## TEKS BACAAN:
- - - -

BISNIS HARAM: Korupsi dan Suap (Money Politics) ( Bagian ke-6)

 BISNIS HARAM: Korupsi dan Suap (Money Politics) ( Bagian ke-6)

Oleh: Munawir Kamaluddin, Guru Besar UIN Alaudin, Makassar

(Renungan tentang Nurani, Keadilan, dan Luka Bangsa)

Di negeri yang bernafas dengan demokrasi, kita kerap mendengar jargon: kedaulatan di tangan rakyat.

Tetapi ironinya, kedaulatan itu sering diperdagangkan dengan harga yang murah di pasar politik transaksional.

Kursi jabatan diperebutkan bukan karena kelayakan dan amanah, melainkan karena tebalnya amplop yang berpindah tangan.

- - - -

## DAFTAR TUGAS:
A) Sebutkan semua hal yang menjadi pokok renungan menurut keterangan dalam tanda kurung pada tulisan tentang korupsi dan suap.
B) Tolong salin persis bagian tulisan tentang korupsi dan suap yang dibuka dengan kata-kata yang memuat "Di negeri yang" dan ditutup dengan "pasar politik transaksional.".
Catatan ini tidak ada hubungannya dengan tulisan tentang korupsi dan suap.

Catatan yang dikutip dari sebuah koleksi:
- - - -

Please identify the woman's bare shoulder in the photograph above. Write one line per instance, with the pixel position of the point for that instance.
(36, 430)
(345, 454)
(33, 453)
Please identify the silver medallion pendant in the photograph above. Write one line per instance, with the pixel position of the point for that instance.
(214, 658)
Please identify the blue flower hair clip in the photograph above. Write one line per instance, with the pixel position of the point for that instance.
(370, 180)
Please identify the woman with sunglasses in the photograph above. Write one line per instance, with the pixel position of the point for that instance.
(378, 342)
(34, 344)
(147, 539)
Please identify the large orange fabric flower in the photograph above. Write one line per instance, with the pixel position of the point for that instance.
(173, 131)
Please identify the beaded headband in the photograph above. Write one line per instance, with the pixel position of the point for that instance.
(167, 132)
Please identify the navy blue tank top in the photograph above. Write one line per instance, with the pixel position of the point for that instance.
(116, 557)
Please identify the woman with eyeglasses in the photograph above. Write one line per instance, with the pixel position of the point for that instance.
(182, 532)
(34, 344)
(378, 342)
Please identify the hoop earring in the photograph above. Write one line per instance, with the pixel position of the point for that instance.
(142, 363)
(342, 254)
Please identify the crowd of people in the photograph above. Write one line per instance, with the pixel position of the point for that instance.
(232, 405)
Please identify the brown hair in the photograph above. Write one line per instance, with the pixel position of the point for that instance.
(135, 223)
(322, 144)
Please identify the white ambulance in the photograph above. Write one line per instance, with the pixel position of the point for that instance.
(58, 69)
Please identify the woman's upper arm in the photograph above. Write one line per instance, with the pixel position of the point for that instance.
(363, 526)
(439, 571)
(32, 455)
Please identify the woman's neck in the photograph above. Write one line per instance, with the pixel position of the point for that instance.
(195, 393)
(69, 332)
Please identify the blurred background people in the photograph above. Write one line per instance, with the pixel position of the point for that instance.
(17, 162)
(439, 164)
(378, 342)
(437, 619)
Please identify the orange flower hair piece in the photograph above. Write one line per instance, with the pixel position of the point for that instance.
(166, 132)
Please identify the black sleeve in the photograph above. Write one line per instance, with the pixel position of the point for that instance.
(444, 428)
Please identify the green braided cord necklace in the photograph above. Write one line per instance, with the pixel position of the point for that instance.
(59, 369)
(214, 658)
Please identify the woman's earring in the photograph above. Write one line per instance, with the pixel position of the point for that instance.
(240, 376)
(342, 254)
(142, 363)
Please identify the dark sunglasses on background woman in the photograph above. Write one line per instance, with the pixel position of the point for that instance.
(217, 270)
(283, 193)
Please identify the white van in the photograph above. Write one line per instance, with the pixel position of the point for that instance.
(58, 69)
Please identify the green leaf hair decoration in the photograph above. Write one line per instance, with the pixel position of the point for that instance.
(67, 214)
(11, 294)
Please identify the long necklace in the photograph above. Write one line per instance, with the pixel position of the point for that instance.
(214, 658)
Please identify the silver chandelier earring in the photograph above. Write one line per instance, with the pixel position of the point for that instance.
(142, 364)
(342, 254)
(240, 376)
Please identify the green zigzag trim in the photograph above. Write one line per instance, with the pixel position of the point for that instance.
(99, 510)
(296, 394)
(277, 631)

- - - -

## KUNCI JAWABAN:
A) Nurani, Keadilan, Luka Bangsa

B)
Di negeri yang bernafas dengan demokrasi, kita kerap mendengar jargon: kedaulatan di tangan rakyat.

Tetapi ironinya, kedaulatan itu sering diperdagangkan dengan harga yang murah di pasar politik transaksional.